* Task statement: Find "Point out the ceiling" in the data, then restate the line it sits in and every later line word for word, ending with the last line.

* The records:

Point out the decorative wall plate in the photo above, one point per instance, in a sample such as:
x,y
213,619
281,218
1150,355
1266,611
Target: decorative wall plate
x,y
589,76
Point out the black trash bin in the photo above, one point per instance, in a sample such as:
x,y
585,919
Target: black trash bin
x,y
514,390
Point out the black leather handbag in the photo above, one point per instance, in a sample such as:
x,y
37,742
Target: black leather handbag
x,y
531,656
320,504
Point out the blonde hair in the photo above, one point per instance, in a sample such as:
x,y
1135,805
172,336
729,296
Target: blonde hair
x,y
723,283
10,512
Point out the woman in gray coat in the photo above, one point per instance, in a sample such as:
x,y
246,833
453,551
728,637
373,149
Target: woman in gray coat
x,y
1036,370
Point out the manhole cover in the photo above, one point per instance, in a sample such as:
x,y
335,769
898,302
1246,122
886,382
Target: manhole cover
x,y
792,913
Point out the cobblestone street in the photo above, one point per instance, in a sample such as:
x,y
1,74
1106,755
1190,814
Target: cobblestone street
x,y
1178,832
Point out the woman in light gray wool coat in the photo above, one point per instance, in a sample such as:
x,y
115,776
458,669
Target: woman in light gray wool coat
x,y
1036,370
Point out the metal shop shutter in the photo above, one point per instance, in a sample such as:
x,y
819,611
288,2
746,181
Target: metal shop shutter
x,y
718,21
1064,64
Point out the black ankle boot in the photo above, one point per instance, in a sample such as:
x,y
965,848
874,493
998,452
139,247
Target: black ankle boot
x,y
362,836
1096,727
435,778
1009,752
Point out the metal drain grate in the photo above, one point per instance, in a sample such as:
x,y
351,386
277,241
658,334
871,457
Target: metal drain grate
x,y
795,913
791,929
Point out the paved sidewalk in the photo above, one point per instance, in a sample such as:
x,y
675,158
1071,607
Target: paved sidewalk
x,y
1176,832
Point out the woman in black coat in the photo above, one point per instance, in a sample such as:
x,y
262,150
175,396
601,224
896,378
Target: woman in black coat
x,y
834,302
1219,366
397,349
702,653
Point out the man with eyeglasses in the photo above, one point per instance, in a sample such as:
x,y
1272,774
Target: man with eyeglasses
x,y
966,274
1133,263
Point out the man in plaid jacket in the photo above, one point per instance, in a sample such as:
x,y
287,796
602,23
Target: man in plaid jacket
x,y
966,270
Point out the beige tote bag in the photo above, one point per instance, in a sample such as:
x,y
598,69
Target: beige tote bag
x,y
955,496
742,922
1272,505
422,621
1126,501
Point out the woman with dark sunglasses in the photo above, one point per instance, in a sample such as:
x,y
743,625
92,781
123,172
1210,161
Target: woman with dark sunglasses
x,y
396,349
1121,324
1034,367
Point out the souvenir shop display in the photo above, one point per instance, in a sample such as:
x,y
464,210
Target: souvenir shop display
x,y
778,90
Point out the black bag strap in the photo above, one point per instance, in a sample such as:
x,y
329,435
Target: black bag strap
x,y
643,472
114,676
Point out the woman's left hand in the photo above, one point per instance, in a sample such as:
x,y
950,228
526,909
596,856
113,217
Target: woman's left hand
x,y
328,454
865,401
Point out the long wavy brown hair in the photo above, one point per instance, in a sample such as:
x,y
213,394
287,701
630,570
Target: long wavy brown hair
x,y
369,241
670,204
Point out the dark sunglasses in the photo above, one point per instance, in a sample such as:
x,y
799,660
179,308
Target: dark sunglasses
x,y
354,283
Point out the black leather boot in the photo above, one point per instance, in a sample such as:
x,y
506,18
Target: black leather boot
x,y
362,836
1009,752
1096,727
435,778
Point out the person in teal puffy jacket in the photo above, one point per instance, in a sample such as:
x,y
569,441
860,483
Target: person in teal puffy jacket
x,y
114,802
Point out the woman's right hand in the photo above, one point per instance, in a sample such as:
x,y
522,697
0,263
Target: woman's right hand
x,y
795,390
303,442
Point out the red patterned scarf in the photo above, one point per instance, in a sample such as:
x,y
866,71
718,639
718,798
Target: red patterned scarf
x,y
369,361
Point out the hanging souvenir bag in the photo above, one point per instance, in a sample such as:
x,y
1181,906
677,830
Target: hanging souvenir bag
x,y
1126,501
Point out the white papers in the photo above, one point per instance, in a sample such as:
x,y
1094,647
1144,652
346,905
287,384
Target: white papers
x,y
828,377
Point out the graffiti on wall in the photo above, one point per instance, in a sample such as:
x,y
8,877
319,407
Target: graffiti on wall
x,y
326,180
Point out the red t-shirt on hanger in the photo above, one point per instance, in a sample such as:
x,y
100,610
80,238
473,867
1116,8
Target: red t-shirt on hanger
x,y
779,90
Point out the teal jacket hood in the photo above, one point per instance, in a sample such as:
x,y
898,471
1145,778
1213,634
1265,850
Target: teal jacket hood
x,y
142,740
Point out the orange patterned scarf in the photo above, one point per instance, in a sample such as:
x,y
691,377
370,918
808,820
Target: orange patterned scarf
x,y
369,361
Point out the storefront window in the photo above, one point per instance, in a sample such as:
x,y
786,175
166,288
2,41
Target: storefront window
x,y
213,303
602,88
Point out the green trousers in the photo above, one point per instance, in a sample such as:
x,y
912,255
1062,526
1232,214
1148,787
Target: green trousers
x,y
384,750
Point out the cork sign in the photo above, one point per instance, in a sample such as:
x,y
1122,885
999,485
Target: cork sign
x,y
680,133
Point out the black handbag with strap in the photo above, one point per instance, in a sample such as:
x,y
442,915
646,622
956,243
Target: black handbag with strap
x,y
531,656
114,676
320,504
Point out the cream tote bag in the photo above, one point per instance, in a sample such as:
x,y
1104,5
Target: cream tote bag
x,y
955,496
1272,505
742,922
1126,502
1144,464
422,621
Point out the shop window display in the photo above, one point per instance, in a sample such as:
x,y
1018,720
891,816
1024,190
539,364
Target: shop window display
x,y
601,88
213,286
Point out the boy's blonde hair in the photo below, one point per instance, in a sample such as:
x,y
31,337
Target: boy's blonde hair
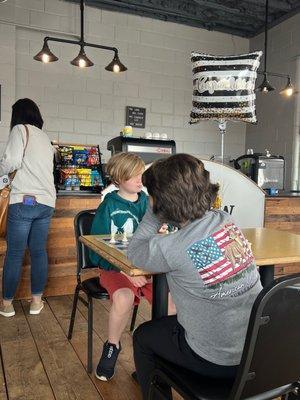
x,y
123,166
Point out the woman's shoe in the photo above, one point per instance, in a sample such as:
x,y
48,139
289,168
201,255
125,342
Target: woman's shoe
x,y
7,311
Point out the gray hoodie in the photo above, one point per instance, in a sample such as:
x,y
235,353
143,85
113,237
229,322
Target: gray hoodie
x,y
212,278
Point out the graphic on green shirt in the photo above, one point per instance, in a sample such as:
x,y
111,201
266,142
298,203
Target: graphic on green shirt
x,y
116,215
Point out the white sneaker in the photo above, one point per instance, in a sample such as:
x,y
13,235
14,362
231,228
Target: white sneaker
x,y
7,311
36,308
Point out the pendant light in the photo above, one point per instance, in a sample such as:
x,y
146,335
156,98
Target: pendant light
x,y
81,61
265,86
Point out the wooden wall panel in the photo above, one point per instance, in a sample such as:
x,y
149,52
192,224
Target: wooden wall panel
x,y
61,248
283,213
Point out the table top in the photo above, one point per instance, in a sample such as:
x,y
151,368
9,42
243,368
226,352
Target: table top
x,y
269,246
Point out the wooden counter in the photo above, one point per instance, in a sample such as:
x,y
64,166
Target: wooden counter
x,y
283,213
61,248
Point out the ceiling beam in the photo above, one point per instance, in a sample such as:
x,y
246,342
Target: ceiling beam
x,y
230,10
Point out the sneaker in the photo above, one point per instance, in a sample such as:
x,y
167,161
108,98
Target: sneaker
x,y
7,311
106,367
36,308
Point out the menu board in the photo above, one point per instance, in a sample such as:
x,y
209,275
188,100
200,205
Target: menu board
x,y
135,116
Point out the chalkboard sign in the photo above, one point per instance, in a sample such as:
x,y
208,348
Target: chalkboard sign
x,y
136,116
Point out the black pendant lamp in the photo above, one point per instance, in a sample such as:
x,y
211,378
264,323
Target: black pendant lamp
x,y
265,86
82,61
45,55
115,65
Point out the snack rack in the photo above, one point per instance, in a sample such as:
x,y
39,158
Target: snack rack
x,y
78,168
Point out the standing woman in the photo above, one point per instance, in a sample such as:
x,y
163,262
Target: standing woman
x,y
32,202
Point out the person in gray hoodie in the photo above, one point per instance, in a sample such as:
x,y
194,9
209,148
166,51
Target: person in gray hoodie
x,y
210,271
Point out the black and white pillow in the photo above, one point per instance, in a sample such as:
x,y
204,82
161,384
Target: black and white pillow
x,y
223,87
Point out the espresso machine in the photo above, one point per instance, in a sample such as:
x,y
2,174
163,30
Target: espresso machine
x,y
265,169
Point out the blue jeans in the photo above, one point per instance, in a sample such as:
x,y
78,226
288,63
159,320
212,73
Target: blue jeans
x,y
26,226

* Written answer:
Point out the ceiling beam in the photo above, one point per instance, in a sample such as:
x,y
246,342
Target: ceiling beam
x,y
230,10
Point out the sneaker in the photo above, one point per instance, in a sample such as:
x,y
167,161
108,98
Target: sneaker
x,y
7,311
106,367
36,308
Point out the menu board in the photo above, one point per instance, in a sample such as:
x,y
209,275
188,100
200,205
Target: menu board
x,y
135,116
Point out the chalkboard sign in the photo above, one point per instance, in a sample such as:
x,y
208,348
Target: chalkboard sign
x,y
136,116
Point out the black pendant lamp in the photo above, one point per instance, in a sample such as:
x,y
211,378
264,323
Target: black pendant lamp
x,y
265,86
82,61
45,55
115,65
Point out the snack rack in the photo above, one point per instance, in a sample such as:
x,y
39,158
Target: snack rack
x,y
78,168
Point out the standing woman in the photo above, one point per instance, in a sample such as:
x,y
163,262
Target: standing woman
x,y
32,202
Point out the person in gray hoodie in the photo above, one point per instance, in a sample such as:
x,y
194,9
209,148
166,51
Target: person in gray hoodie
x,y
210,271
Point out the black and white pillow in the photo above, one point per instance, in a sample such as:
x,y
204,82
161,384
Target: black and white pillow
x,y
223,87
Point out the espresso machine in the photo above, one point per instance, in a sample such as:
x,y
2,174
163,30
Target: espresso machine
x,y
265,169
Point out the blue jeans in the photo above, one point per instance, in a sample such as:
x,y
78,226
288,63
159,320
212,73
Target: blue jeans
x,y
26,226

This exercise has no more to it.